» **What to do**: List each line of the listing that contains the word "black".

» **Dataset excerpts**:
_ _ _ _
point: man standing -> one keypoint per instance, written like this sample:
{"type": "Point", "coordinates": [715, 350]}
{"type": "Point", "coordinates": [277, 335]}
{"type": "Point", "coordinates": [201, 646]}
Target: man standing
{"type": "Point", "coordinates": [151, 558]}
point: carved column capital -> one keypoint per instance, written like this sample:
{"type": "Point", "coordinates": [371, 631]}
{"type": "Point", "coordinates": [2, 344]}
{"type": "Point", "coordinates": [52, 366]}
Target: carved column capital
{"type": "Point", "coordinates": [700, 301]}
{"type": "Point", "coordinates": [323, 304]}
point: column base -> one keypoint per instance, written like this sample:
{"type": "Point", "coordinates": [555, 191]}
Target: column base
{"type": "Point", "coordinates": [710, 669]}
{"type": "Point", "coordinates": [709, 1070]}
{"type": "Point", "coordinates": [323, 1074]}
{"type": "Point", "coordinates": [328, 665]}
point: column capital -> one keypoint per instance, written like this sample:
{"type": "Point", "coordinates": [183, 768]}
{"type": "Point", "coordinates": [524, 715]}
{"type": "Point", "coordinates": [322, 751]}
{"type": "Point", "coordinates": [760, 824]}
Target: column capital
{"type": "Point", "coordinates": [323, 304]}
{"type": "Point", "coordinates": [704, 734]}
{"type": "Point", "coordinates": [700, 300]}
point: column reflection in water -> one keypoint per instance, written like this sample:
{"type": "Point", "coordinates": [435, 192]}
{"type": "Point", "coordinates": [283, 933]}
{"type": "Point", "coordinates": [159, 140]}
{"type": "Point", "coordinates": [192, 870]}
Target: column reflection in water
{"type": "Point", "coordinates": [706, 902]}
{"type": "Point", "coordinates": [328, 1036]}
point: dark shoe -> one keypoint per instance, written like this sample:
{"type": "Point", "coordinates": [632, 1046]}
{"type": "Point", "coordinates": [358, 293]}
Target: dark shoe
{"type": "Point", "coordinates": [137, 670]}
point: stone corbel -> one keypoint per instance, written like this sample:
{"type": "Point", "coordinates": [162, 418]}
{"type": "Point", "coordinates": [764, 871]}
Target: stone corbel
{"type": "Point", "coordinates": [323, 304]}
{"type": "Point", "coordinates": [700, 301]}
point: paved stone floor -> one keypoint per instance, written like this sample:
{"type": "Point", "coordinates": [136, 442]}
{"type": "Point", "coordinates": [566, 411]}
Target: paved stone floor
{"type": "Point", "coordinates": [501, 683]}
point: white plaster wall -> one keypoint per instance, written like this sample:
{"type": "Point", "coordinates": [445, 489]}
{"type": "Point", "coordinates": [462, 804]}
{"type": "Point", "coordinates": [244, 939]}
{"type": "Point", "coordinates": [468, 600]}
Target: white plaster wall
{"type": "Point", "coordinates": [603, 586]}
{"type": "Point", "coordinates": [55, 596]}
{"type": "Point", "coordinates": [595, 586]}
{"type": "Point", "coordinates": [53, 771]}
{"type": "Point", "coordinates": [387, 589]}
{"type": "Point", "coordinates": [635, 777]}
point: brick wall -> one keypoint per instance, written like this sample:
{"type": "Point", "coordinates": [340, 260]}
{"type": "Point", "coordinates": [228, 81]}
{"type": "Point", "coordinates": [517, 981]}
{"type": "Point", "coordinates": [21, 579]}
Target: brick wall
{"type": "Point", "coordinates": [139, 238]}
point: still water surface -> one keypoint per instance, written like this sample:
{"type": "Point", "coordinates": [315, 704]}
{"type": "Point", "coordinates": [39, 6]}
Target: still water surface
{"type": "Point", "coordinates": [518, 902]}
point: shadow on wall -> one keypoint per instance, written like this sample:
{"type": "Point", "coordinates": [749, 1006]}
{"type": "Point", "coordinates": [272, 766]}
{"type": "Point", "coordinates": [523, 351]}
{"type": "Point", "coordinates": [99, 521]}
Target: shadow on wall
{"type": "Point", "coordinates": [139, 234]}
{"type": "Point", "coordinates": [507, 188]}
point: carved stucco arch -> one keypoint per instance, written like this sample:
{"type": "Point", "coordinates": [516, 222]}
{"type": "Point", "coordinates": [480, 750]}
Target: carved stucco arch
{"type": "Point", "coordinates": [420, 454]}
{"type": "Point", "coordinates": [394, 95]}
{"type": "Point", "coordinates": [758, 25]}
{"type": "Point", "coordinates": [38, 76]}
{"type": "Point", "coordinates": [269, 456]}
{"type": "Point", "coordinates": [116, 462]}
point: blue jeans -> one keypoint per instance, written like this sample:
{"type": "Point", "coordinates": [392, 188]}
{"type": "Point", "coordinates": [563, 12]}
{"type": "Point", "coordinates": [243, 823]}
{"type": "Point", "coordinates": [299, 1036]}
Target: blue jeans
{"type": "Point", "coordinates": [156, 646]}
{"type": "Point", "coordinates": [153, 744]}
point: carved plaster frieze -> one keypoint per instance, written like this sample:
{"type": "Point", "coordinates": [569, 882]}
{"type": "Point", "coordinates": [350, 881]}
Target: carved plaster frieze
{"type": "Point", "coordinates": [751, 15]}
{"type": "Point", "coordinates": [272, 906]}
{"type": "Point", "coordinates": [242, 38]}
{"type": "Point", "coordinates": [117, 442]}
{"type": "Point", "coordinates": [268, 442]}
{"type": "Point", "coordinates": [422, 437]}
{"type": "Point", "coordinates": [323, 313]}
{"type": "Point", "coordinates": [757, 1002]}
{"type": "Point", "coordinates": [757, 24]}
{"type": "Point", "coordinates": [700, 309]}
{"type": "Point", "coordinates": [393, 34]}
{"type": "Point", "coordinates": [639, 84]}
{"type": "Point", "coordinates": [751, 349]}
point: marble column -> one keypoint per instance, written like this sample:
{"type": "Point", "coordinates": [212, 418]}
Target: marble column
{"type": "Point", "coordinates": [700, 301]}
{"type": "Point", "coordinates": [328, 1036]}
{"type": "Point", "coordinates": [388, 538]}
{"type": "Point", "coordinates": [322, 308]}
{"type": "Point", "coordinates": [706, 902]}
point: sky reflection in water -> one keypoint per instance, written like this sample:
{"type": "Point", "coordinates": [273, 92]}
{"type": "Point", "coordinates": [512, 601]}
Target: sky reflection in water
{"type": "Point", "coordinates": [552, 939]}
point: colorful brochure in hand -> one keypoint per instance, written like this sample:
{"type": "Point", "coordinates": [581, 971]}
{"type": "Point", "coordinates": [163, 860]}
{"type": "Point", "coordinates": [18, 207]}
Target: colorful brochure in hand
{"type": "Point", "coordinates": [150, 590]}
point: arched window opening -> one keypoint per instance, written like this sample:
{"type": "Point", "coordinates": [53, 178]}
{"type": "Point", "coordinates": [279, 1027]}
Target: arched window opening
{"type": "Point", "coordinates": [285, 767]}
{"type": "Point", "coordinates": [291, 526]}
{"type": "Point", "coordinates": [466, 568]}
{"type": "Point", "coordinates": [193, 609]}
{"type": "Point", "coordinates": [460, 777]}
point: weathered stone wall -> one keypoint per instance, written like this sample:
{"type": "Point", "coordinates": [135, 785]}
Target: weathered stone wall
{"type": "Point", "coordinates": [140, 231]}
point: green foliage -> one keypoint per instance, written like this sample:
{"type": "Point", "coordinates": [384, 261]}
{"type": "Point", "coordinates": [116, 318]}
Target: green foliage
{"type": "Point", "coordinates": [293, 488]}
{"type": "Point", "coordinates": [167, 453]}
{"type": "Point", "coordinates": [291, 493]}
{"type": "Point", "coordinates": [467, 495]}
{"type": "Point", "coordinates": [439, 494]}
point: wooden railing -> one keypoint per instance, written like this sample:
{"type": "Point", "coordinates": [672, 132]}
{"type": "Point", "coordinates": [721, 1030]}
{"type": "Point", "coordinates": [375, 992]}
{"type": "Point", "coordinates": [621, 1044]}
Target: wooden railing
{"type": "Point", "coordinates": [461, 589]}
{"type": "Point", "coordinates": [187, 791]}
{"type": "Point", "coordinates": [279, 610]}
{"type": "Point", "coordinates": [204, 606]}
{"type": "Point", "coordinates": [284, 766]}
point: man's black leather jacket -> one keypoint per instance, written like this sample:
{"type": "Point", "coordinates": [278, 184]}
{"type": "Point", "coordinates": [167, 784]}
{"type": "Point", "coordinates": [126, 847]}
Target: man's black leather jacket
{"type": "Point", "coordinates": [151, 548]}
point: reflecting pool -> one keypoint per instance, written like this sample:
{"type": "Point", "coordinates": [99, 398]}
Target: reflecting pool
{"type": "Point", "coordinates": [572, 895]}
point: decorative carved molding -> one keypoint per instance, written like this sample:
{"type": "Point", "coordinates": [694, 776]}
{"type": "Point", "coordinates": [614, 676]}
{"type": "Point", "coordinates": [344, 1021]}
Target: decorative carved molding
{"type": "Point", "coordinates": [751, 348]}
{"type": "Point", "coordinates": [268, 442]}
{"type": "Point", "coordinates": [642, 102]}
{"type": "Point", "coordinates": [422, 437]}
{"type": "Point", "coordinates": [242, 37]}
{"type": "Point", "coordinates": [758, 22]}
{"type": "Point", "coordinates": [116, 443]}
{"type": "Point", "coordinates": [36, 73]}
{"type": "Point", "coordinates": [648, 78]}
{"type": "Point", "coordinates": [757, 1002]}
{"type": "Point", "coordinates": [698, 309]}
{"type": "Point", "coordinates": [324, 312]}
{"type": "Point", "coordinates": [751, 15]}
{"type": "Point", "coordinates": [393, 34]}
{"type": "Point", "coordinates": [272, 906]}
_ _ _ _
» **Result of this exercise**:
point: man's black leather jacket -> one keypoint per instance, written like this sample:
Target: man's black leather jacket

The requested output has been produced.